- _Texte présenté_:
• • • •

La première étape de ce déplacement n’a été annoncée que tardivement. Emmanuel Macron entamera sa mini-tournée le 11 mars au soir par une escale à Djibouti. Une visite express d’une quinzaine d’heures, le temps pour le chef d'Etat de rencontrer son homologue djiboutien Ismaïl Omar Guelleh et de se rendre sur la base française qui héberge le plus gros contingent de soldats français à l’étranger (1400). Un déplacement à la fois stratégique – Djibouti accueille des bases militaires des grandes puissances (Etats-Unis, Japon, Allemagne, Italie et depuis peu Chine) – et très symbolique. « C’est un partenaire historique de la région, ça aurait été étrange de ne pas aller le voir », explique-t-on à l’Elysée.
Emmanuel Macron ne sera toutefois que le second président français, après Nicolas Sarkozy en 2010, à se rendre sur place depuis vingt ans. Le signe d’un réchauffement des relations entre les deux pays, après des brouilles récurrentes. La raison d’un tel déplacement ? « Soutenir un allié régional qui n’est pas dans une position favorable en ce moment », explique Sonia Le Gouriellec, docteure en sciences politiques et spécialiste de Djibouti et de la Corne de l’Afrique.
Une mauvaise passe due aux relations exécrables que le micro-Etat entretient avec les Emirats arabes unis. Malgré son rôle dans les médiations de paix régionales, Djibouti pâtit d’un certain isolement, conséquence de ses mauvaises relations avec le royaume émirati. La crainte d’une mise à l’écart expliquerait, selon Sonia Le Gouriellec, ce rapprochement avec la France, son partenaire historique.

• • • •

- _Données fournies_:

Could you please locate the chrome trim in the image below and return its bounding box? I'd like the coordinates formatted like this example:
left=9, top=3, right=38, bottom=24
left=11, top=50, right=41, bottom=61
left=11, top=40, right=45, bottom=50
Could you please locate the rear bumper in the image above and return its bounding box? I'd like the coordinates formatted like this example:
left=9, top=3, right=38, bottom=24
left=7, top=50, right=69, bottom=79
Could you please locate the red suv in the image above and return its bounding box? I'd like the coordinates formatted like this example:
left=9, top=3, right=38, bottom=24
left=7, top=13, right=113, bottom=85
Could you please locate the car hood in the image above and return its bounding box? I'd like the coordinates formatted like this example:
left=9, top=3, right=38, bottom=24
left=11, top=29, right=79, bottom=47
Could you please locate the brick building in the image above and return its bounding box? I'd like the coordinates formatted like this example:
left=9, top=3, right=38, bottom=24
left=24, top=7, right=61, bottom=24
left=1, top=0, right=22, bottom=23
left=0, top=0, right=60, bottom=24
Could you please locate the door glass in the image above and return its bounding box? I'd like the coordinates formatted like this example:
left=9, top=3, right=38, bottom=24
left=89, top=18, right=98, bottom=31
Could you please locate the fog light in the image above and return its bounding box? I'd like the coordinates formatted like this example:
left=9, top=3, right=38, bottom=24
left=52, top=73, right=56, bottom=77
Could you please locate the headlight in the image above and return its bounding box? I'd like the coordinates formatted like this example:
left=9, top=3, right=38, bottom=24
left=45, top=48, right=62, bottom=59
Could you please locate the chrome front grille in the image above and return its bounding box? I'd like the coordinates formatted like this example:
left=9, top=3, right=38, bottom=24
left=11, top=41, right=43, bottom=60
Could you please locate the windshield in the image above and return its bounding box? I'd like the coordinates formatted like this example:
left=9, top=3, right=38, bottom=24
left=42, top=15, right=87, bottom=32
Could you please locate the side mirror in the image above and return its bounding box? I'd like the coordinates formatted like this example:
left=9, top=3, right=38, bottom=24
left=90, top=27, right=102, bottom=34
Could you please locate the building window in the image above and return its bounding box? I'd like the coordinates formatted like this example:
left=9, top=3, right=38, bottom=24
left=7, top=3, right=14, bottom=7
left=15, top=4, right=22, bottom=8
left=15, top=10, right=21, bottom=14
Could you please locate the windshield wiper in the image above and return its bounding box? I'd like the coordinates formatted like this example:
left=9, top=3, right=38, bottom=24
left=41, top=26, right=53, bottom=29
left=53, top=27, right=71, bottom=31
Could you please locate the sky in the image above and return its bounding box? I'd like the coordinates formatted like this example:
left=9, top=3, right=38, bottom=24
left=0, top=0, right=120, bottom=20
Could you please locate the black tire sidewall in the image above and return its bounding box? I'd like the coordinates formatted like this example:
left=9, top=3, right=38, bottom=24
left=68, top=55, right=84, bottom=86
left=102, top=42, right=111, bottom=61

• • • •

Reprenez l'article sur l'escale d'Emmanuel Macron à Djibouti et poursuivez-le après sa dernière phrase.

L’autre raison de ce voyage est bien sûr d’ordre stratégique. Paris s’inquiète de l’influence grandissante de la Chine et du net recul de sa présence sur place. Un point sur lequel plusieurs députés ont tenté d’attirer l’attention au retour d’une mission à Djibouti. Ainsi, le 26 septembre dernier, Marielle de Sarnez, la présidente de la commission des affaires étrangères de l’Assemblée nationale, a tiré la sonnette d’alarme. « Je pense qu’il est absolument vital de renforcer la présence française, a souligné la députée. Stratégiquement, nous avons besoin d’une remobilisation sur les trois axes militaire, économique et culturel ».
A l’Elysée, on reconnaît la dimension stratégique de ce déplacement : « On va aussi en Afrique de l’Est parce que c’est une région assez concurrentielle, notamment avec la Chine. On arrive avec un projet différent, plus positif, peut-être un peu moins purement mercantile ».
La conservation patrimoniale au menu d'une visite en Ethiopie
Une fois l’étape djiboutienne achevée, Emmanuel Macron s’envolera pour Lalibela, haut lieu du christianisme éthiopien. Ses onze églises creusées dans la roche, classées au patrimoine mondial de l’humanité en 1978, subissent les assauts du temps. La dernière tentative de conservation – la pose de toits sur certaines de ces églises – fait polémique.
Lors de sa venue à Paris en octobre dernier, le Premier ministre éthiopien Abiy Ahmed avait demandé l’aide de France dans ce domaine. Emmanuel Macron lui avait alors fait part de son intention d’accompagner « plusieurs projets à la fois patrimoniaux, archéologiques et muséaux, avec le financement de projets, l'envoi d'experts et l'accompagnement de cette ambition ». Depuis, Paris travaille de conserve avec Addis-Abeba pour trouver des solutions de conservation plus pérennes. La restauration par la France du palais présidentiel (dit du Jubilé) et sa transformation en musée devrait également être annoncée.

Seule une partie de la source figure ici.